→ WHAT THE TASK ASKS
If a line of the data below contains the string "under", copy it into your answer.

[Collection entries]
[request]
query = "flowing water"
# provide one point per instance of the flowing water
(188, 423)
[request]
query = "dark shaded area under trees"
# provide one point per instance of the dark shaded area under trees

→ PROBLEM SOLUTION
query = "dark shaded area under trees"
# provide one point per instance of the dark shaded area under trees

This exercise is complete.